----- EXCERPT TO READ -----
They were loyal conservatives, and Bush appointees. They fought a quiet battle to rein in the president's power in the war on terror. And they paid a price for it. A NEWSWEEK investigation.

By Daniel Klaidman, Stuart Taylor Jr. and Evan Thomas, Newsweek
Feb. 6, 2006 issue - James Comey, a lanky, 6-foot-8 former prosecutor who looks a little like Jimmy Stewart, resigned as deputy attorney general in the summer of 2005. The press and public hardly noticed. Comey's farewell speech, delivered in the Great Hall of the Justice Department, contained all the predictable, if heartfelt, appreciations. But mixed in among the platitudes was an unusual passage. Comey thanked "people who came to my office, or my home, or called my cell phone late at night, to quietly tell me when I was about to make a mistake; they were the people committed to getting it right—and to doing the right thing—whatever the price. These people," said Comey, "know who they are. Some of them did pay a price for their commitment to right, but they wouldn't have it any other way."

One of those people—a former assistant attorney general named Jack Goldsmith—was absent from the festivities and did not, for many months, hear Comey's grateful praise. In the summer of 2004, Goldsmith, 43, had left his post in George W. Bush's Washington to become a professor at Harvard Law School. Stocky, rumpled, genial, though possessing an enormous intellect, Goldsmith is known for his lack of pretense; he rarely talks about his time in government. In liberal Cambridge, Mass., he was at first snubbed in the community and mocked as an atrocity-abetting war criminal by his more knee-jerk colleagues. ICY WELCOME FOR NEW LAW PROF, headlined The Harvard Crimson.
-----
**TASK REQUIREMENTS**
A – In the article on the Bush appointees, what reason does Comey's farewell speech give for thanking the people who came to his office or home or called his cell phone late at night?
B – Reproduce the article on the Bush appointees between "They were loyal" and "A NEWSWEEK investigation.", inclusive, renaming "conservatives" as "Republicans".
C – According to the article on the Bush appointees, what post did Jack Goldsmith take after leaving Washington in the summer of 2004?
----- DATA LISTING -----
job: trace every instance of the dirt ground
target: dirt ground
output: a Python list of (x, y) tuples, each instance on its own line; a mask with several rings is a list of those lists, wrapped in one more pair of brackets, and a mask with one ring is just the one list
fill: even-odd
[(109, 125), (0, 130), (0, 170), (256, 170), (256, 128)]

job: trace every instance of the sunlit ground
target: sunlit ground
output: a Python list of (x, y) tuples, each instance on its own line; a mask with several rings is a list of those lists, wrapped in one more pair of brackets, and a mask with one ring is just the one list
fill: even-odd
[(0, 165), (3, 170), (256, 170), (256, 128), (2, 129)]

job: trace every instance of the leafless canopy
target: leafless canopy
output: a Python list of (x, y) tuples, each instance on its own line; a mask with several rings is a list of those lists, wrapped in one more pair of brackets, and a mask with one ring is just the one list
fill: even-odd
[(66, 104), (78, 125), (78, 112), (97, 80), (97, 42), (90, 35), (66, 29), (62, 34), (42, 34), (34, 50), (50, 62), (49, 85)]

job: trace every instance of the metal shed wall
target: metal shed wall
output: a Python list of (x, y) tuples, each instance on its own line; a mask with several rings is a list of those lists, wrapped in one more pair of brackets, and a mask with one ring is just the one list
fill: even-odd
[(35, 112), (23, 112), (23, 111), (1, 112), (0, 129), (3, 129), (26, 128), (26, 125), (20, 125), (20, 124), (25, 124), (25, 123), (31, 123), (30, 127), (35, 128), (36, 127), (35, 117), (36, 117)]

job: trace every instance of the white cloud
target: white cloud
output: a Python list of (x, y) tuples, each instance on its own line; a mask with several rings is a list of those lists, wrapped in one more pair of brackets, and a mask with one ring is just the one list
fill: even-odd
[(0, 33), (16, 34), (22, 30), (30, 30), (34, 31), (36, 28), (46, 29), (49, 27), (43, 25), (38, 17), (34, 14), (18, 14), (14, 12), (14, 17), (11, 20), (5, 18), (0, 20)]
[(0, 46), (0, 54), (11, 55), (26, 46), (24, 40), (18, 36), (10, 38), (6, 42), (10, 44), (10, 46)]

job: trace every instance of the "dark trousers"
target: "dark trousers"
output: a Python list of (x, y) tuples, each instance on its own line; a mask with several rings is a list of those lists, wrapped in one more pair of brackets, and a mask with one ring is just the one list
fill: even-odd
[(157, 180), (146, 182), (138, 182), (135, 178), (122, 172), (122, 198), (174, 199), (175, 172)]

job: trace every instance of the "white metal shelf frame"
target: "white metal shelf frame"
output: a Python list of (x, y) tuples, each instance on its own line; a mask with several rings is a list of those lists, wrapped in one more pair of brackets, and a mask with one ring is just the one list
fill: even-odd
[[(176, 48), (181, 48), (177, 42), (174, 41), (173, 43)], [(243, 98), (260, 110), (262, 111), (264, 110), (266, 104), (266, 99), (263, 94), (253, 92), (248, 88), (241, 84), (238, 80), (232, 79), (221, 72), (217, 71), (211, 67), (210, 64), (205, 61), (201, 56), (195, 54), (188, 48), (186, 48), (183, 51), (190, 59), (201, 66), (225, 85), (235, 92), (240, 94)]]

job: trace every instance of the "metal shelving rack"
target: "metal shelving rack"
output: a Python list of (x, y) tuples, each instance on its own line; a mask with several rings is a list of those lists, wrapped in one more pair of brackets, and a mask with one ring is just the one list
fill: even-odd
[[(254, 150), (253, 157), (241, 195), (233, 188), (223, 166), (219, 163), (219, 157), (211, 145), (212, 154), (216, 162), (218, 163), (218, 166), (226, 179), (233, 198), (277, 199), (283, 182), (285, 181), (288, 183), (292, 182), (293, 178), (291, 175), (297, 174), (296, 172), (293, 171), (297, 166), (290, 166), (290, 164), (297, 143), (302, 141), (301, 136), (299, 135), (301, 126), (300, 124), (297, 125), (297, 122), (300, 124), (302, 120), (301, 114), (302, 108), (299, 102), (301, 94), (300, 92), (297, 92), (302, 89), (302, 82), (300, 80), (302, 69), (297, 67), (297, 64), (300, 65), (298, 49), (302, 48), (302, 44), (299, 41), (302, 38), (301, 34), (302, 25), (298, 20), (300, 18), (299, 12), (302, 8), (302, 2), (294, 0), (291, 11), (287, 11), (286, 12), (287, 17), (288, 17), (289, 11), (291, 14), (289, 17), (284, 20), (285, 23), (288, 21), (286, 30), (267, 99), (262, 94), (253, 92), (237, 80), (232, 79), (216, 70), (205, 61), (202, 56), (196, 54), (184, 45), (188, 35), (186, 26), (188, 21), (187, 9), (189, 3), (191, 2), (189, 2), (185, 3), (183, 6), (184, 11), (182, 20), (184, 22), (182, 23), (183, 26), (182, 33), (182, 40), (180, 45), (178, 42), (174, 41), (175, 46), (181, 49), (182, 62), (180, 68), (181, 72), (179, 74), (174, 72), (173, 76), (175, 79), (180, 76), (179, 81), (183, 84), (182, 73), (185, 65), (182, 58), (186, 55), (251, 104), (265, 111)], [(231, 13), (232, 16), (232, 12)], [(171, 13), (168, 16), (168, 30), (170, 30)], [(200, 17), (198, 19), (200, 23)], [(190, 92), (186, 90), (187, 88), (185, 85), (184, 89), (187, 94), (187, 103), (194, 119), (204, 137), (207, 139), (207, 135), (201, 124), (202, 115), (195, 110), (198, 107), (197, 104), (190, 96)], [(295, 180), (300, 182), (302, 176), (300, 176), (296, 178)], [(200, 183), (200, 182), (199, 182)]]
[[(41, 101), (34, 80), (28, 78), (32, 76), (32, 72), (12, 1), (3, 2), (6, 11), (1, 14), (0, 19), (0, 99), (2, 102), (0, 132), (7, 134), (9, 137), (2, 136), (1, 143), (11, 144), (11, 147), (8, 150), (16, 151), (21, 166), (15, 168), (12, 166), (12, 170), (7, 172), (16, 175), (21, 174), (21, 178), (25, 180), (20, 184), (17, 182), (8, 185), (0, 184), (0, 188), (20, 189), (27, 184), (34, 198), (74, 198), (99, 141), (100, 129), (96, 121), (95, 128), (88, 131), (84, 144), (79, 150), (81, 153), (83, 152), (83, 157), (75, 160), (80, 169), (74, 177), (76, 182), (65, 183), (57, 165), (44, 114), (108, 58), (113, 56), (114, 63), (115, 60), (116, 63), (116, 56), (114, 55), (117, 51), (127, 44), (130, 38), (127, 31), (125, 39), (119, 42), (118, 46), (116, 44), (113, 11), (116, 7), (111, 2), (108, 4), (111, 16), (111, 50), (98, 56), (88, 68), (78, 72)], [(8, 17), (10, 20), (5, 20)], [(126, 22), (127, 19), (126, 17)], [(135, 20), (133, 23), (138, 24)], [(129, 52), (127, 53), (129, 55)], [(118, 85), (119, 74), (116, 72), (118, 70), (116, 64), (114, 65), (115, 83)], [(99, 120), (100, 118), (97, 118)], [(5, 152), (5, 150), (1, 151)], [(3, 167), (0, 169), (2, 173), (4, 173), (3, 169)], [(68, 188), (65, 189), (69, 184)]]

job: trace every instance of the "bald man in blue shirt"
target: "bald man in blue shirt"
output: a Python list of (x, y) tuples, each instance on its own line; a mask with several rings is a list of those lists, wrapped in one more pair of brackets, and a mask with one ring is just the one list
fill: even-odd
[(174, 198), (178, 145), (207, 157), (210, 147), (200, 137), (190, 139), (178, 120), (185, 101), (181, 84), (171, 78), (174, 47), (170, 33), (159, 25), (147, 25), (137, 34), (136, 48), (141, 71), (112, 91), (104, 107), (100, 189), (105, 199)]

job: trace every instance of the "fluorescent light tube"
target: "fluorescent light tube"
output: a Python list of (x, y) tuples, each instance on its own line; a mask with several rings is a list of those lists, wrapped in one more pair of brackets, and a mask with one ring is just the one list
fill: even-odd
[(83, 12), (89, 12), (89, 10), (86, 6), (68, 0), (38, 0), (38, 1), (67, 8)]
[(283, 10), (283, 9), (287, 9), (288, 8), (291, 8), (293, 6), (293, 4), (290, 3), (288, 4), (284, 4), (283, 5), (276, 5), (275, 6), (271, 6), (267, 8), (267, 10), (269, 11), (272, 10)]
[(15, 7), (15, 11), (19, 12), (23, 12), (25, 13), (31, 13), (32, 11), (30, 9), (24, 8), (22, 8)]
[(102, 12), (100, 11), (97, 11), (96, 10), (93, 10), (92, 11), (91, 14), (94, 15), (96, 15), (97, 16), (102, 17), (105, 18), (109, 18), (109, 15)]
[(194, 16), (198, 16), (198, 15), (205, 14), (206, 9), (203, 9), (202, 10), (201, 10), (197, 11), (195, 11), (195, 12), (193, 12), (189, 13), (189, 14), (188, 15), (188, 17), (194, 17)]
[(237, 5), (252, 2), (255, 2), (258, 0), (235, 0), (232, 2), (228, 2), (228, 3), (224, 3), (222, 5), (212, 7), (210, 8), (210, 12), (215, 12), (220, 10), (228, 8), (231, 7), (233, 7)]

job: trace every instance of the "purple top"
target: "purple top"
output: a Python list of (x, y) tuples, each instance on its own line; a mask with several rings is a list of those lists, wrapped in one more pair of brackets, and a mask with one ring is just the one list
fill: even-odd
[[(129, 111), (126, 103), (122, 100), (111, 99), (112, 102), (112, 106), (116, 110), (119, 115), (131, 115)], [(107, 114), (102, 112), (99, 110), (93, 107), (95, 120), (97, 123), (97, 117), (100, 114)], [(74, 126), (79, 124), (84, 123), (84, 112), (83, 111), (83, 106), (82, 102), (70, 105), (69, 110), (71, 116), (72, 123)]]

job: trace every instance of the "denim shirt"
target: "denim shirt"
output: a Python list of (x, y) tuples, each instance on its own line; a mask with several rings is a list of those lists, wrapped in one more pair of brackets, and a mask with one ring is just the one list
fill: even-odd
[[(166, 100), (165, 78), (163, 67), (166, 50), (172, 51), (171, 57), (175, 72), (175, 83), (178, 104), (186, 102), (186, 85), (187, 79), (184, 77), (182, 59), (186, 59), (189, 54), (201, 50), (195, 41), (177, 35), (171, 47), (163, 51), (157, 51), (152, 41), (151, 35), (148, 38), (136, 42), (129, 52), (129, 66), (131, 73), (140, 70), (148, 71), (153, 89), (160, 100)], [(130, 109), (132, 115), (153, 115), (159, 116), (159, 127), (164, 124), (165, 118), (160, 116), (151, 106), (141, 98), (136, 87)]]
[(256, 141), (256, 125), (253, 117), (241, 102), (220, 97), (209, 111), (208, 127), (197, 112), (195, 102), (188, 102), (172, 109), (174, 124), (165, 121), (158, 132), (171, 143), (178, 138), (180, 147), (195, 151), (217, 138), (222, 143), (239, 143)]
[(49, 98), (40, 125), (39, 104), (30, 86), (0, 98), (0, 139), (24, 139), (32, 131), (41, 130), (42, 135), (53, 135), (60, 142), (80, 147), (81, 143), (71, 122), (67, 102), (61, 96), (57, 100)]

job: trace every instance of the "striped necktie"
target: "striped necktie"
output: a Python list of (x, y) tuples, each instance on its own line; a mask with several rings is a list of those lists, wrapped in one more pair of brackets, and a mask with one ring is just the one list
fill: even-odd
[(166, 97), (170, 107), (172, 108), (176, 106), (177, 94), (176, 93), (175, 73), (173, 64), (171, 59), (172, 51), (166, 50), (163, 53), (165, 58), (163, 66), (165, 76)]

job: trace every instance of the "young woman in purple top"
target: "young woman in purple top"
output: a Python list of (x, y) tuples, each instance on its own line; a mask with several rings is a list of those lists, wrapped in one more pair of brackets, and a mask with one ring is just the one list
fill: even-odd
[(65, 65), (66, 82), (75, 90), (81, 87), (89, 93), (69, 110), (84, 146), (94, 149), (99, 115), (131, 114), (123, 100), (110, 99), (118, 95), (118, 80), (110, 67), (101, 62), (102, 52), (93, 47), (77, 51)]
-----
**ANSWERS BELOW**
A – They quietly told him when he was about to make a mistake. Comey called them people committed to getting it right and to doing the right thing, whatever the price.

B –
They were loyal Republicans, and Bush appointees. They fought a quiet battle to rein in the president's power in the war on terror. And they paid a price for it. A NEWSWEEK investigation.

C – He became a professor at Harvard Law School.